** Given task **
Please revise the items beginning at the line that has "FLASHCARD FRONT: Where is the ceiling" and stopping after the line that has "289;208;302;221", changing "wooden bench" to "oak bench" and keeping everything else the same. Return only those lines.

_ _ _ _ _

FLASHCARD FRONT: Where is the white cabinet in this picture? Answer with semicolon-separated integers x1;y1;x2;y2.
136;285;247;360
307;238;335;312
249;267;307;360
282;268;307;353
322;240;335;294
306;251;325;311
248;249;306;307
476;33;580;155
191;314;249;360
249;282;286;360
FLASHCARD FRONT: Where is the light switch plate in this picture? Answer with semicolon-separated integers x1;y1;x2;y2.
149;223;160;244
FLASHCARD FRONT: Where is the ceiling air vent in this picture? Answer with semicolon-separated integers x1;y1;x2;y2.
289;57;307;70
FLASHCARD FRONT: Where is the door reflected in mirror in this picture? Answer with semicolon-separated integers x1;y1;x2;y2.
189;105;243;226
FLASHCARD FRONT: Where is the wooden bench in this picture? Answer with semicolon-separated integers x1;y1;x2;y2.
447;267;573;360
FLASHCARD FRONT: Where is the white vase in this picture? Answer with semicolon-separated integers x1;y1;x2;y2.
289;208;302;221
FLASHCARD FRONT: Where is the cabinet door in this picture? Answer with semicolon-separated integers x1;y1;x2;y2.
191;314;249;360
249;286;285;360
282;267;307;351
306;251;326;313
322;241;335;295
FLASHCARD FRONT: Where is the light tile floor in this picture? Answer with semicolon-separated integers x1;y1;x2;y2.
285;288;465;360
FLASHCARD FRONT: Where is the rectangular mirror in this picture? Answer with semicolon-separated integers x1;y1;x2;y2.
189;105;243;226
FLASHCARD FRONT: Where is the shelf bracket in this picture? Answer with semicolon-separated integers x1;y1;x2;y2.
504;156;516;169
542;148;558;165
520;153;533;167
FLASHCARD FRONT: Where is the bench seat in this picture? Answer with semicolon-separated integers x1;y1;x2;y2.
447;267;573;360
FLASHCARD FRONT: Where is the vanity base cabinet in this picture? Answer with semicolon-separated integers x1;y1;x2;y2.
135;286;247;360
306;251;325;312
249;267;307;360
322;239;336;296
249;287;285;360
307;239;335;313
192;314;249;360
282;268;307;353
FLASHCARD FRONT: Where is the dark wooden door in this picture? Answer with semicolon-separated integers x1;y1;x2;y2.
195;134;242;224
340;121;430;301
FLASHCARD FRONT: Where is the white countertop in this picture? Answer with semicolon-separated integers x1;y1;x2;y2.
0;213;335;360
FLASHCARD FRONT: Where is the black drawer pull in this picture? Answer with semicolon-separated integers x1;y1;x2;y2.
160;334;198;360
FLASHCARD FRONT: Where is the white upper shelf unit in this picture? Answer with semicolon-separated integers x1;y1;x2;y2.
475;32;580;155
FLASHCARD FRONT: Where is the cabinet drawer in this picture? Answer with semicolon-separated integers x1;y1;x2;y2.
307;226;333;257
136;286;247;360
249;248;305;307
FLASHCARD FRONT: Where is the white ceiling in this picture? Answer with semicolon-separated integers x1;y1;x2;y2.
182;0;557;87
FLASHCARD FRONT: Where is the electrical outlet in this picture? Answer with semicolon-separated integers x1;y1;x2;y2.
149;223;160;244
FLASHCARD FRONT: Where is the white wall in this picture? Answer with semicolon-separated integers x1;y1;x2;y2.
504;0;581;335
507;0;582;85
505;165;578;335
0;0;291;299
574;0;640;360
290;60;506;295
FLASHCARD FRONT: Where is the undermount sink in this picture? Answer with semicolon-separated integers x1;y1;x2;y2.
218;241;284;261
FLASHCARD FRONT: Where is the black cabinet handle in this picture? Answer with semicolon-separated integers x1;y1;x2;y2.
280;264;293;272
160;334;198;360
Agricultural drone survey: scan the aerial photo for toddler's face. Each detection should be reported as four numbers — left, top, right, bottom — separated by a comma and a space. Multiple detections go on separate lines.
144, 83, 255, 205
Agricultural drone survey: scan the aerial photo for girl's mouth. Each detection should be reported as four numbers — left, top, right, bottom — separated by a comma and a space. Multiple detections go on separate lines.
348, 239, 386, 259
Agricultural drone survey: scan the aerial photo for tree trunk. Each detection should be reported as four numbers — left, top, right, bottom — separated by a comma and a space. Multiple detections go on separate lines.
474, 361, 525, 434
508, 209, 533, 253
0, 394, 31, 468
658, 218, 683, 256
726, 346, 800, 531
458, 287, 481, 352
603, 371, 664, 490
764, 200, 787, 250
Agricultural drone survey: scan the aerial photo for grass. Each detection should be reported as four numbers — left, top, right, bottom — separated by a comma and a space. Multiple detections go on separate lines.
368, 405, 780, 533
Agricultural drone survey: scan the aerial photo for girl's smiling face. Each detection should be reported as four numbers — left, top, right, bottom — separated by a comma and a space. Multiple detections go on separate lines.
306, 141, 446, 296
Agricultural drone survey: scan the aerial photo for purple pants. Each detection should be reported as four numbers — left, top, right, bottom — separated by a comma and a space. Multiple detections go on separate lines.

_ _ _ _ _

** Solved exercise **
FLASHCARD FRONT: Where is the ceiling air vent in this picture? Answer with semicolon-separated integers x1;y1;x2;y2.
289;57;307;70
FLASHCARD FRONT: Where is the door reflected in mirror in this picture? Answer with semicolon-separated integers x1;y1;x2;y2.
189;105;243;226
FLASHCARD FRONT: Where is the oak bench in this picture? Answer with semicolon-separated integers x1;y1;x2;y2.
447;267;573;360
FLASHCARD FRONT: Where is the white vase in this picture? Answer with semicolon-separated integers x1;y1;x2;y2.
289;208;302;221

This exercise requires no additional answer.